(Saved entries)
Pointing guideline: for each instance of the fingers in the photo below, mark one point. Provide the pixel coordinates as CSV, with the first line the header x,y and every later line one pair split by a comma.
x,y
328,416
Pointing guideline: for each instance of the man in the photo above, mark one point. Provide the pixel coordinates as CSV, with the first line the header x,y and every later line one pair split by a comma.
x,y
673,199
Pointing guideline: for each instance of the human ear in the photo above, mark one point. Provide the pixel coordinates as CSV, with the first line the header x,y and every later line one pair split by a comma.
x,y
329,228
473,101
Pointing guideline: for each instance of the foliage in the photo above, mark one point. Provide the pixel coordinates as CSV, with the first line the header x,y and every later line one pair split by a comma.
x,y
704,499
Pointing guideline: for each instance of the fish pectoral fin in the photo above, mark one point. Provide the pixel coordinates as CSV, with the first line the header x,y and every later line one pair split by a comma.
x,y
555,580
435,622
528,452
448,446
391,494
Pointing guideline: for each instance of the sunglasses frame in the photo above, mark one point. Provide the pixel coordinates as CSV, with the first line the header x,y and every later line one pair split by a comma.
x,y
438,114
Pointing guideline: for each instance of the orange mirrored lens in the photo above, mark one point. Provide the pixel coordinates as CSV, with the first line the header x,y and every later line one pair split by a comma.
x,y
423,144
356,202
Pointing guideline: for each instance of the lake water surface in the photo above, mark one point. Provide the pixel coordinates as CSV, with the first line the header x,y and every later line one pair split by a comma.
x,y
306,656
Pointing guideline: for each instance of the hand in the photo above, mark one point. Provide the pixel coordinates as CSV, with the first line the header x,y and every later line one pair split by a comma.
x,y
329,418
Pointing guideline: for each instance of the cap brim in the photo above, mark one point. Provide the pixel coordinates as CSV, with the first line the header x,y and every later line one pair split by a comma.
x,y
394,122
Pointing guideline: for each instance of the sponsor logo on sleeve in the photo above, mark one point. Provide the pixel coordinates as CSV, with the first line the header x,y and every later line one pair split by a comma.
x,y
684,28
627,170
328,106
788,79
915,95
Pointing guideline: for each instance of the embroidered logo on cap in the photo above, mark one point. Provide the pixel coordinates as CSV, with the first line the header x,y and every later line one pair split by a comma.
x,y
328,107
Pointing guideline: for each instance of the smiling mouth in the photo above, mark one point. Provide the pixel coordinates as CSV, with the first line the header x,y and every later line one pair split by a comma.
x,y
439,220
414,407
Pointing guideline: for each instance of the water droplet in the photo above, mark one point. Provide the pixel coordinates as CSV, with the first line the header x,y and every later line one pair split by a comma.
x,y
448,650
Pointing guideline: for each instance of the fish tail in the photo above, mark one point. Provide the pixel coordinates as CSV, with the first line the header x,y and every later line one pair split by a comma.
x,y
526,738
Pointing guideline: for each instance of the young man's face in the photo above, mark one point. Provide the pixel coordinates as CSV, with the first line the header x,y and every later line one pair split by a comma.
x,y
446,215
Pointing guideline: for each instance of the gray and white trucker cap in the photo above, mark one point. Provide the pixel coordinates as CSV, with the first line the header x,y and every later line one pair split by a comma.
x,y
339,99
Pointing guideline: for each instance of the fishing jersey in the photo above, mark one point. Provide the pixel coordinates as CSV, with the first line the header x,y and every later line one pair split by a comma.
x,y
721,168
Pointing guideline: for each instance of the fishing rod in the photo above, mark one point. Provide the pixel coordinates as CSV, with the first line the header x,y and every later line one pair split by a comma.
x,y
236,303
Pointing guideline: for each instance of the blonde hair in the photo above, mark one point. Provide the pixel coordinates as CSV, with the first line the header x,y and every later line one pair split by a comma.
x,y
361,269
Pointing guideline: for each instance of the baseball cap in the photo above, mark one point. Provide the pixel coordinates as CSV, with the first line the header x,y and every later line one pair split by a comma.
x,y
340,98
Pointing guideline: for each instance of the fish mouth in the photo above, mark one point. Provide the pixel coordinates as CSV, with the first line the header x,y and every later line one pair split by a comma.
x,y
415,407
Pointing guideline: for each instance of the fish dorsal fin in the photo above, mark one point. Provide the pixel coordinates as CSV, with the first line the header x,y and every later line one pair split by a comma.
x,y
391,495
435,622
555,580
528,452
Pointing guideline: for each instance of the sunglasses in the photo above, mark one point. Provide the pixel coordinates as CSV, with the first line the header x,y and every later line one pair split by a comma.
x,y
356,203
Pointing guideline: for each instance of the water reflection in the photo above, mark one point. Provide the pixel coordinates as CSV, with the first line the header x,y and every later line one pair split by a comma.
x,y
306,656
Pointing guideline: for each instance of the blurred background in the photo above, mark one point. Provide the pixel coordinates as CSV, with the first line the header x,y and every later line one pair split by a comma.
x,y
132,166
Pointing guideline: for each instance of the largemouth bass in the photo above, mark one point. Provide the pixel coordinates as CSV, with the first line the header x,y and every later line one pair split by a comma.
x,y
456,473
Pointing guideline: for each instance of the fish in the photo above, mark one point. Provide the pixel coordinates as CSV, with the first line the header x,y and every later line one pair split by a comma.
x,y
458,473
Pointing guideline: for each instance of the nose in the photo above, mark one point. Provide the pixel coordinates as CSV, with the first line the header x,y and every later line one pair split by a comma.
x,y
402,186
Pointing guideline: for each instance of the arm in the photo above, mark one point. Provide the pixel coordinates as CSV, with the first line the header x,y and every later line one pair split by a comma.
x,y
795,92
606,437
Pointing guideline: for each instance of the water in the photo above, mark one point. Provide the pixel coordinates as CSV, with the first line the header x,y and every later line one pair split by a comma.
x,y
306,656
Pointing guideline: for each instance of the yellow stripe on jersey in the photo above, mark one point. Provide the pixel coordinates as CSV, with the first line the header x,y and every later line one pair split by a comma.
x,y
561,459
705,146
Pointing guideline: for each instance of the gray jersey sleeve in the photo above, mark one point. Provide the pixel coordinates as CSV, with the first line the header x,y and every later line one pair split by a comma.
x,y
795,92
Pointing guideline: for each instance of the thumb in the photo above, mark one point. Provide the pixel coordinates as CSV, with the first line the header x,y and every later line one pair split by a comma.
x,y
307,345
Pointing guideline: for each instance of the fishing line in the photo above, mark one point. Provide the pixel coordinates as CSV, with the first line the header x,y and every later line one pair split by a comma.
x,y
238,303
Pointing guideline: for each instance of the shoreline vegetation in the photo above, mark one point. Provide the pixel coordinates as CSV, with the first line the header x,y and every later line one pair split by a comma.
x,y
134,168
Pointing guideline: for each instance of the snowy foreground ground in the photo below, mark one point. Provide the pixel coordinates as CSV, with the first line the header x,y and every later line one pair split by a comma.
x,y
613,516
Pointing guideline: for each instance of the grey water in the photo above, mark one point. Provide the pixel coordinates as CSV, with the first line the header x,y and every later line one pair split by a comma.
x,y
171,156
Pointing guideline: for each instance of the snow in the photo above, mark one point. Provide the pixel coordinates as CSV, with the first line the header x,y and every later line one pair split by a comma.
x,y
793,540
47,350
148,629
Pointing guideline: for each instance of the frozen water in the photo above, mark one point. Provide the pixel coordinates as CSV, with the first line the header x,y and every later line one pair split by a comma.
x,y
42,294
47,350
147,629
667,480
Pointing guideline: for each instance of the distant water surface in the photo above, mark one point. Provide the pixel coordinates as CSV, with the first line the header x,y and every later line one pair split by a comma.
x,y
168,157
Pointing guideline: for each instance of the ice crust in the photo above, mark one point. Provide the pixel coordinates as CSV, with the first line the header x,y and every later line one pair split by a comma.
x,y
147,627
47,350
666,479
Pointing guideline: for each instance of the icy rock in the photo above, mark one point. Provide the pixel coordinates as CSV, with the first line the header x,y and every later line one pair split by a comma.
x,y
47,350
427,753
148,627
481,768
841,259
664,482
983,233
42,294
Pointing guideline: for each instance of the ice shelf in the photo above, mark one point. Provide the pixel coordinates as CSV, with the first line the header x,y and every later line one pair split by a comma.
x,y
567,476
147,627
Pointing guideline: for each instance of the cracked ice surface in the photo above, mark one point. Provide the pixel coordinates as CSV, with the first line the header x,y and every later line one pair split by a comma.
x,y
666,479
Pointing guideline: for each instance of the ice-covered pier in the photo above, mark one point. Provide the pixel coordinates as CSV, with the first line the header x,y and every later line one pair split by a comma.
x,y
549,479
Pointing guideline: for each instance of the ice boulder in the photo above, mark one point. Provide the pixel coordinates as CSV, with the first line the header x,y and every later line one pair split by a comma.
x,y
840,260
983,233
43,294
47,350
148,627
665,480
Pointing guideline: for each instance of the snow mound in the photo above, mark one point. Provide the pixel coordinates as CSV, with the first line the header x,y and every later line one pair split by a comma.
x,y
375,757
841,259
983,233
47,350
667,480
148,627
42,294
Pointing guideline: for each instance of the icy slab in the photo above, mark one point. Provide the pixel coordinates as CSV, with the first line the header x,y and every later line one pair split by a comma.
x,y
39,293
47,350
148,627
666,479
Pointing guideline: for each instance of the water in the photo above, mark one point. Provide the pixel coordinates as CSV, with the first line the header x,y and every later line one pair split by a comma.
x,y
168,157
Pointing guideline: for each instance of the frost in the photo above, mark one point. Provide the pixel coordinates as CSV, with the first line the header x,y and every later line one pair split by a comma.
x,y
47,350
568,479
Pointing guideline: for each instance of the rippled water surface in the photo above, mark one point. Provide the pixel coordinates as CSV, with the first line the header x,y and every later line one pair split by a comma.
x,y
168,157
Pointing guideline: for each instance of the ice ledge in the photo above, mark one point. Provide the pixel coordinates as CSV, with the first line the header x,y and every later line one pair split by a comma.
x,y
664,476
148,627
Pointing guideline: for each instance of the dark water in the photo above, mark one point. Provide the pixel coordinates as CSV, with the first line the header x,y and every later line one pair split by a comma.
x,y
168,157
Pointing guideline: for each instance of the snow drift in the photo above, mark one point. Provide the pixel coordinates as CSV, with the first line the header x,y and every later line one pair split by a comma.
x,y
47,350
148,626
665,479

# Exercise aim
Please return every line from the one that contains "Pointing guideline: for each instance of the snow drift" through the end of the entries, exactly, leaving out all others.

# Exercise result
Pointing guideline: for each instance of the snow drift in the photo above, mark one point. Provide the pixel coordinates as CSV, with the first line the header x,y and every later line one pair split by a comma.
x,y
47,350
148,626
665,479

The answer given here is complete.